**Your task:** In the data below, starting with the first line and going on through the line with "positive clicks: (574, 160)", swap "rough mask" for "coarse mask" and keep everything else the same. Write out only those lines, without the pictures.

···

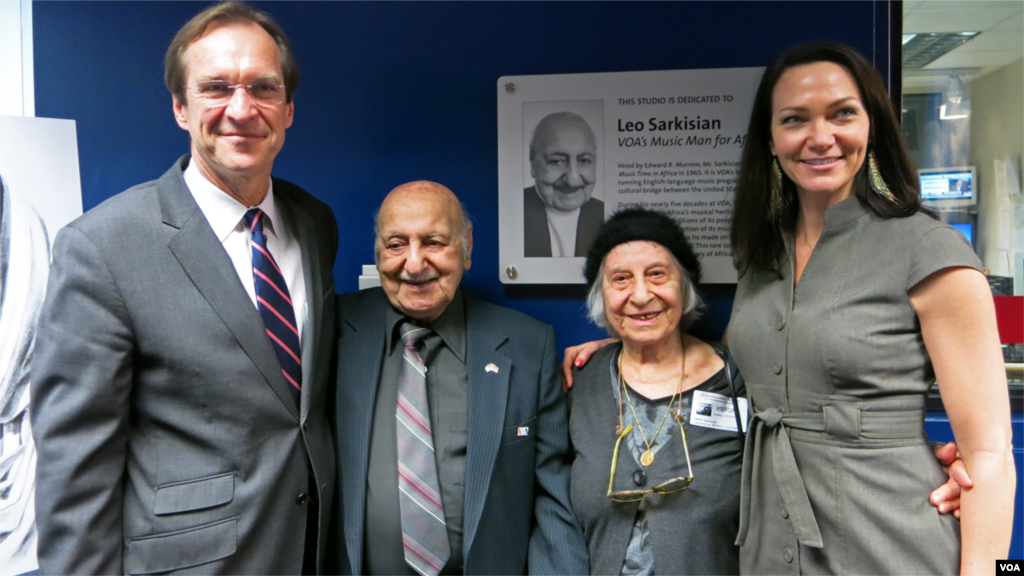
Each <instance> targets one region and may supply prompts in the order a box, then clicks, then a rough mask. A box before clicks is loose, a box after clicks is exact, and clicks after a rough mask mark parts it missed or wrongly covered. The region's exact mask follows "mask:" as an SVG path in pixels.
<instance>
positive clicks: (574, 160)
mask: <svg viewBox="0 0 1024 576" xmlns="http://www.w3.org/2000/svg"><path fill="white" fill-rule="evenodd" d="M556 104H559V105H565V110H561V111H556V112H551V113H548V114H544V115H543V116H540V115H538V116H540V118H539V120H537V121H536V122H534V123H528V122H527V124H526V125H527V126H532V127H531V131H530V133H529V135H528V138H527V141H528V147H529V150H528V152H527V156H526V158H527V161H528V170H529V179H528V180H526V181H528V182H529V183H530V184H531V186H527V187H525V189H524V190H523V255H524V256H525V257H527V258H551V257H554V258H563V257H582V256H586V255H587V250H588V249H589V248H590V245H591V243H592V242H593V241H594V237H595V236H596V235H597V231H598V229H600V228H601V223H603V222H604V203H603V202H602V201H601V199H600V198H599V197H595V194H594V193H595V191H596V190H598V189H599V186H600V174H601V169H600V166H599V160H600V158H599V152H598V146H599V142H600V141H601V134H600V133H599V132H598V131H599V130H600V128H601V124H600V123H599V122H600V120H601V115H600V113H601V109H600V108H599V107H600V105H601V104H602V102H601V101H600V100H587V101H582V102H556ZM594 104H597V105H598V107H595V106H594ZM542 105H543V108H549V109H550V108H551V106H552V102H526V104H524V105H523V109H524V111H523V113H524V117H526V118H527V119H528V118H529V116H531V115H530V109H531V108H532V109H540V108H542ZM588 105H589V106H588ZM594 108H598V111H597V112H598V114H593V109H594ZM588 109H591V110H588ZM578 111H579V112H578ZM588 113H590V114H588ZM535 114H536V113H535ZM588 116H589V117H590V118H591V120H589V121H588V118H587V117H588ZM595 118H596V122H595ZM593 124H597V130H595V127H594V125H593Z"/></svg>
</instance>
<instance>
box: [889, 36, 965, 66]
mask: <svg viewBox="0 0 1024 576" xmlns="http://www.w3.org/2000/svg"><path fill="white" fill-rule="evenodd" d="M977 35H978V33H977V32H950V33H943V34H940V33H934V34H913V35H910V34H904V35H903V70H921V69H922V68H925V67H926V66H928V65H929V64H931V63H933V61H935V59H936V58H938V57H939V56H941V55H943V54H945V53H947V52H949V51H950V50H952V49H953V48H955V47H956V46H959V45H961V44H963V43H964V42H967V41H968V40H970V39H972V38H974V37H975V36H977ZM908 37H909V38H908Z"/></svg>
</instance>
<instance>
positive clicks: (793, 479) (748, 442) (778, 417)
mask: <svg viewBox="0 0 1024 576" xmlns="http://www.w3.org/2000/svg"><path fill="white" fill-rule="evenodd" d="M923 418H924V413H923V411H921V410H908V411H898V412H863V411H861V410H860V409H859V408H857V407H855V406H852V405H850V404H837V405H829V406H825V407H823V410H822V411H821V412H806V413H796V414H786V413H785V412H784V411H783V410H782V409H780V408H768V409H766V410H757V409H755V410H754V415H753V417H752V419H751V424H750V426H749V430H750V433H749V434H748V435H746V443H745V446H744V447H743V472H742V479H741V483H742V492H741V497H740V502H739V532H738V534H737V535H736V545H737V546H741V545H743V543H744V542H745V541H746V532H748V529H749V528H750V523H751V509H752V505H753V502H752V499H753V498H752V494H753V492H752V488H753V486H754V485H755V484H759V483H755V482H754V478H753V477H754V475H756V474H758V472H757V471H756V470H755V469H754V466H753V463H754V457H755V455H756V454H758V455H759V454H761V447H762V446H761V445H762V443H763V442H770V443H772V451H771V452H772V470H773V471H774V474H775V482H776V484H777V485H778V490H779V493H780V494H781V496H782V501H783V503H784V505H785V508H786V510H787V511H788V512H790V521H791V523H792V525H793V529H794V532H796V534H797V540H798V541H799V542H800V544H802V545H804V546H809V547H812V548H820V547H823V545H824V544H823V542H822V540H821V531H820V530H819V529H818V523H817V520H816V519H815V518H814V510H813V508H811V502H810V499H809V498H808V496H807V488H806V487H805V486H804V481H803V479H802V478H801V476H800V468H798V467H797V458H796V456H795V455H794V453H793V446H792V444H791V441H790V433H788V429H790V428H793V429H800V430H806V431H811V433H822V434H823V435H825V436H826V437H827V438H829V439H833V440H837V441H855V440H857V439H859V438H863V439H871V440H887V439H909V438H915V437H919V436H920V435H921V434H922V419H923ZM768 430H770V431H771V436H770V438H768V439H767V440H765V435H766V434H767V433H768Z"/></svg>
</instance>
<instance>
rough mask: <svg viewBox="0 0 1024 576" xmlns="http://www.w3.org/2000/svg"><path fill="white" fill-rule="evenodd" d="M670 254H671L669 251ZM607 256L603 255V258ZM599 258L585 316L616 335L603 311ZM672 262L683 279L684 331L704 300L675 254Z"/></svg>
mask: <svg viewBox="0 0 1024 576" xmlns="http://www.w3.org/2000/svg"><path fill="white" fill-rule="evenodd" d="M670 255H672V254H671V253H670ZM606 259H607V256H605V260H606ZM605 260H601V268H599V269H598V271H597V278H596V279H595V280H594V283H593V284H591V286H590V290H589V291H588V292H587V317H588V318H589V319H590V321H591V322H593V323H594V324H596V325H597V326H600V327H601V328H604V329H605V330H607V331H608V335H610V336H612V337H618V336H620V334H618V333H617V332H615V331H614V330H613V329H612V327H611V325H610V324H608V315H607V314H606V313H605V311H604V262H605ZM672 263H674V264H675V265H676V269H677V270H678V271H679V273H680V276H681V277H682V279H683V282H682V285H681V286H680V292H682V293H681V294H680V296H682V298H683V317H682V318H681V319H679V329H680V330H682V331H683V332H685V331H686V330H689V328H690V326H693V323H694V322H696V321H697V320H699V319H700V316H701V315H702V314H703V311H705V302H703V300H702V299H701V298H700V294H697V291H696V289H695V288H694V286H693V279H692V278H690V275H689V273H688V272H686V269H684V268H683V265H682V264H680V263H679V260H678V259H676V256H675V255H672Z"/></svg>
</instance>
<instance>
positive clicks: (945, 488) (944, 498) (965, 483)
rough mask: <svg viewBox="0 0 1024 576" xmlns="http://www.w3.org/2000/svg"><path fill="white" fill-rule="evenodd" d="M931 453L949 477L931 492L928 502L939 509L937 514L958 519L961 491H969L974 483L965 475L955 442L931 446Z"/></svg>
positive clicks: (973, 484) (961, 462) (973, 485)
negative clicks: (948, 513) (940, 512)
mask: <svg viewBox="0 0 1024 576" xmlns="http://www.w3.org/2000/svg"><path fill="white" fill-rule="evenodd" d="M932 451H933V452H935V459H936V460H938V461H939V463H940V464H942V471H944V472H946V474H947V475H949V480H948V481H947V482H946V483H945V484H943V485H942V486H940V487H938V488H936V489H935V490H933V491H932V494H931V495H930V496H929V497H928V500H929V501H930V502H932V505H933V506H935V507H936V508H938V509H939V512H941V513H947V512H952V515H953V517H955V518H959V494H961V490H962V489H968V490H970V489H971V488H972V487H973V486H974V483H973V482H971V477H970V476H968V474H967V466H965V465H964V459H963V458H961V456H959V451H958V450H956V443H955V442H949V443H947V444H933V445H932Z"/></svg>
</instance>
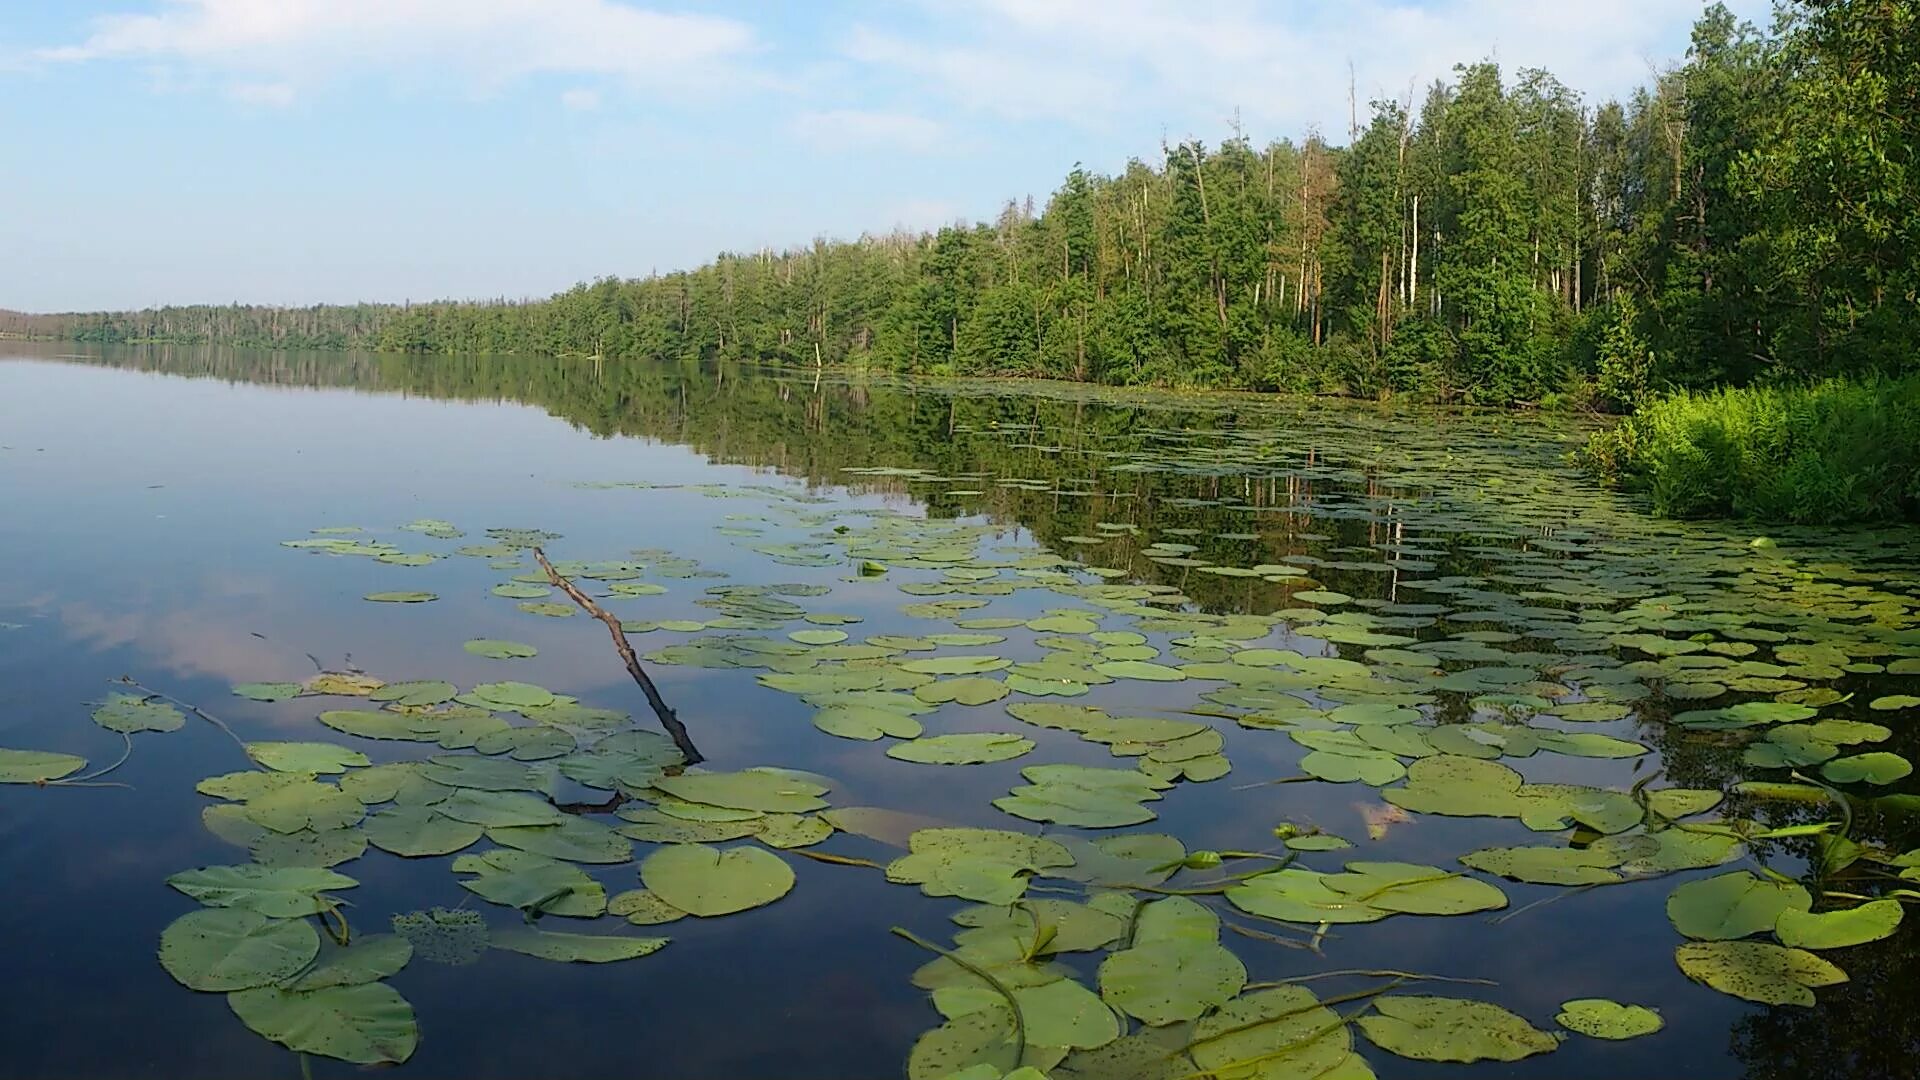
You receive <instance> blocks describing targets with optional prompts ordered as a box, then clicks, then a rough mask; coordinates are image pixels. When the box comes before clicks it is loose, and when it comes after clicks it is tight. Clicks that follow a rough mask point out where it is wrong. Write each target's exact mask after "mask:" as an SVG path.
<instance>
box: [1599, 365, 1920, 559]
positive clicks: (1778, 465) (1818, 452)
mask: <svg viewBox="0 0 1920 1080" xmlns="http://www.w3.org/2000/svg"><path fill="white" fill-rule="evenodd" d="M1582 459H1584V463H1586V465H1588V467H1590V469H1592V471H1594V473H1597V475H1599V477H1603V479H1607V480H1613V482H1619V484H1620V486H1624V488H1628V490H1636V492H1645V494H1647V496H1649V498H1651V500H1653V511H1655V513H1659V515H1663V517H1741V519H1755V521H1788V523H1822V525H1824V523H1843V521H1899V519H1910V521H1912V519H1920V375H1907V377H1901V379H1872V380H1839V379H1836V380H1828V382H1816V384H1812V386H1749V388H1741V390H1711V392H1682V394H1670V396H1667V398H1661V400H1657V402H1651V404H1647V405H1642V407H1640V411H1636V413H1634V415H1632V417H1628V419H1626V421H1622V423H1620V425H1617V427H1613V429H1609V430H1601V432H1596V434H1594V436H1592V438H1590V440H1588V446H1586V450H1584V452H1582Z"/></svg>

···

**Task result:**
Each <instance> targets one region and may supply prompts in the order a box, then clicks, then a coarse mask. A box before clicks is loose, a box after clicks is exact, and clicks after a coarse mask mark parts it missed or wrongly covered. The region's exact mask follows "mask:" as an SVG path in pixels.
<instance>
positive clicks: (574, 160)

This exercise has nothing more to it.